▸ ACTIVITY
Write each record again exactly as it stands.
━━━━━ DATA RECORDS ━━━━━
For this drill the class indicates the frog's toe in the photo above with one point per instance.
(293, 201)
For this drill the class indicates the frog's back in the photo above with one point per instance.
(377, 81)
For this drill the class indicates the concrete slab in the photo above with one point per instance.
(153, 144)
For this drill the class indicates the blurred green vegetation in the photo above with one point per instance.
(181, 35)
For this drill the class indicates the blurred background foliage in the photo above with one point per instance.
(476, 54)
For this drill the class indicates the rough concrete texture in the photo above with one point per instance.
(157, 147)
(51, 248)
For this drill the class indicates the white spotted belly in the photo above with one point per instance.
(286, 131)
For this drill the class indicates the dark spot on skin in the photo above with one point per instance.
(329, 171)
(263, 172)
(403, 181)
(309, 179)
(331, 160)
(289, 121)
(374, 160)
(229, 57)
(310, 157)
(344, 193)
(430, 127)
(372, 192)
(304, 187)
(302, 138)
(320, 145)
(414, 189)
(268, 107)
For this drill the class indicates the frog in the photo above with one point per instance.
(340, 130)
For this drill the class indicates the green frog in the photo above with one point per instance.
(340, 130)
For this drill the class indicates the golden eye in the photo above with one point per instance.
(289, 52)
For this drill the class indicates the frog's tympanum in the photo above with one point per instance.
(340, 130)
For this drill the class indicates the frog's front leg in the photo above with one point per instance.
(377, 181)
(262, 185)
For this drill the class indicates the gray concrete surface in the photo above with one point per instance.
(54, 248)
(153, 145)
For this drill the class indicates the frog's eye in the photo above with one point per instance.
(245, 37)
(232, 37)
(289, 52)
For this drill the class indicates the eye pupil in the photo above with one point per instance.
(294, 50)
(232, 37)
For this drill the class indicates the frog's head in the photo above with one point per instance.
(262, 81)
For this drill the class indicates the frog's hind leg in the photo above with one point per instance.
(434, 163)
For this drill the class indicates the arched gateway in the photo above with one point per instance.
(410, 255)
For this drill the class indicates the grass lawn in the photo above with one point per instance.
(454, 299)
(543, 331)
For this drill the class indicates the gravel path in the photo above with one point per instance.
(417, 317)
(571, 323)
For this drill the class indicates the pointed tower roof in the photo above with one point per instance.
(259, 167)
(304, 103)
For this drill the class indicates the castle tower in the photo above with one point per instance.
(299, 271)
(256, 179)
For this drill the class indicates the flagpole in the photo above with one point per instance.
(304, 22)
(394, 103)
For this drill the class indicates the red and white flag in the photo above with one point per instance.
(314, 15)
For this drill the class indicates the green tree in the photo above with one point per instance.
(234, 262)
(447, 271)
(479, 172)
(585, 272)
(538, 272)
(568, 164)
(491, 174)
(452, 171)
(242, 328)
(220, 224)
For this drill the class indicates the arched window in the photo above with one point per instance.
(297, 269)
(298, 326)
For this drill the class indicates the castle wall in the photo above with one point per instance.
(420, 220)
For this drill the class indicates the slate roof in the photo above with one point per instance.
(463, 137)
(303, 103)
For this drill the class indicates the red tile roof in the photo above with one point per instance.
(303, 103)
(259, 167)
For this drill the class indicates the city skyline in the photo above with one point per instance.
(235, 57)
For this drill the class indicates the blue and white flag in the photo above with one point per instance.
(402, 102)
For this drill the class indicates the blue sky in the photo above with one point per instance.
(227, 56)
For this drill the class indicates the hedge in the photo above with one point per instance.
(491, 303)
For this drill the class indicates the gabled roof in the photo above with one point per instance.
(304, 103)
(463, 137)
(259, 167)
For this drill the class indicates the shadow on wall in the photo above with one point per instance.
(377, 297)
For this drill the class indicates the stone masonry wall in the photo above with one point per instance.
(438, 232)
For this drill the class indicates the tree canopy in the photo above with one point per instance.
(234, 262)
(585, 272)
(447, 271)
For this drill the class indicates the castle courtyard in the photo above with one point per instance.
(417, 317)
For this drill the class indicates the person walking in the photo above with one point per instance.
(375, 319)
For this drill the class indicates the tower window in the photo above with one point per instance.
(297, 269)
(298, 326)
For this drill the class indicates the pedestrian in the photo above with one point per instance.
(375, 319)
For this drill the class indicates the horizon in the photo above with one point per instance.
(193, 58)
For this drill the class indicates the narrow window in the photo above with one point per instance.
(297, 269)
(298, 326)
━━━━━
▸ WRITTEN SOLUTION
For this drill the class indicates the frog's toe in the photo above with one point per instance.
(293, 201)
For this drill the class indicates the frog's back in the photo above with one point per instance.
(377, 81)
For this drill the class indicates the concrete slab in the photo above with one point per instance.
(153, 144)
For this drill the class indicates the blurred green vegetation in the photo above with one point per instance.
(181, 35)
For this drill the class indicates the blurred background foliage in the photo above with one point per instance.
(476, 54)
For this drill the class indicates the rough concrete texture in the photo above with one point per instance.
(157, 147)
(51, 248)
For this drill the class indicates the white spotted belly in the photo above with one point per instance.
(286, 131)
For this drill the class indicates the dark spot on skin in the photo above with one point per instance.
(329, 171)
(263, 172)
(403, 181)
(309, 179)
(331, 160)
(289, 121)
(374, 160)
(229, 57)
(310, 157)
(344, 193)
(430, 127)
(372, 192)
(304, 187)
(302, 138)
(320, 145)
(414, 189)
(268, 107)
For this drill the class indicates the frog in the photo above with one point per instance.
(340, 130)
For this drill the class indicates the green frog in the photo above with one point per instance.
(340, 130)
For this drill the class indicates the golden eye in the photo above with one point per instance.
(289, 52)
For this drill the class indicates the frog's tympanum in the photo above with one point per instance.
(340, 130)
For this drill the class indicates the frog's front leg in the photo above with one point per instance.
(377, 181)
(262, 185)
For this drill the class indicates the gray concrete surface in the photo above with one point per instance.
(54, 248)
(153, 145)
For this drill the class indicates the frog's eye in the photo above with one point per instance.
(245, 37)
(232, 37)
(289, 52)
For this drill the class indicates the eye pupil in the photo above with one point per instance.
(294, 50)
(232, 37)
For this drill the class indicates the frog's head in the photo above with one point per instance.
(262, 81)
For this drill the class indicates the frog's hind leg in the photo above with one point per instance.
(434, 163)
For this drill the class indicates the arched gateway in the photo above with one point per instance.
(410, 255)
For this drill the class indicates the grass lawn in the photo above with one point per instance.
(454, 299)
(543, 331)
For this drill the class indicates the gravel path in the photo above with one point per instance.
(417, 317)
(571, 323)
For this drill the class indicates the pointed tower roof in the photo above with one point per instance.
(259, 167)
(304, 103)
For this drill the class indicates the castle tower in the photo above with one point per instance.
(299, 271)
(256, 179)
For this drill the class indicates the flagpole in the photo above with one point per instance.
(304, 22)
(394, 103)
For this drill the class indicates the red and white flag in the photo above with one point per instance.
(314, 15)
For this drill the class indicates the green tree in the photo above with one point per instance.
(234, 262)
(447, 271)
(479, 172)
(585, 272)
(538, 272)
(568, 164)
(491, 174)
(452, 171)
(242, 328)
(220, 224)
For this drill the class indicates the arched window in the photo above with one point per instance.
(297, 269)
(298, 326)
For this drill the class indicates the castle wall in the photo above with one point per instance.
(420, 220)
For this drill the class indicates the slate roof in the photo above with one point per instance.
(463, 137)
(303, 103)
For this drill the class indicates the red tile roof in the photo above with one point per instance.
(303, 103)
(259, 167)
For this drill the class indicates the city skyline in the photo above with one point per instance.
(235, 57)
For this drill the class indicates the blue and white flag in the photo above with one point per instance.
(402, 102)
For this drill the class indicates the blue sky in the photo above with one point per instance.
(227, 56)
For this drill the class indicates the hedge in the photo above with one point per instance.
(491, 303)
For this drill the class indicates the gabled roof in the photo above with one point per instance.
(304, 103)
(463, 137)
(259, 167)
For this drill the class indicates the shadow on wall in the photo above with one point per instance.
(377, 297)
For this drill the class indicates the stone masonry wall in the photo above with one point per instance.
(438, 232)
For this drill the class indicates the tree canopy in the photo above with one point per instance.
(234, 262)
(585, 272)
(447, 271)
For this drill the class indicates the castle courtyard in the photo above with one point per instance.
(417, 317)
For this drill the class indicates the person walking in the photo above with one point per instance.
(375, 319)
For this drill the class indicates the tower window in the photo above with one point per instance.
(297, 269)
(298, 326)
For this drill the class indicates the pedestrian in the photo above with one point per instance.
(375, 319)
For this drill the class indicates the horizon in the photo above with one point per instance.
(193, 58)
For this drill the class indicates the narrow window in the photo above with one point per instance.
(297, 269)
(298, 326)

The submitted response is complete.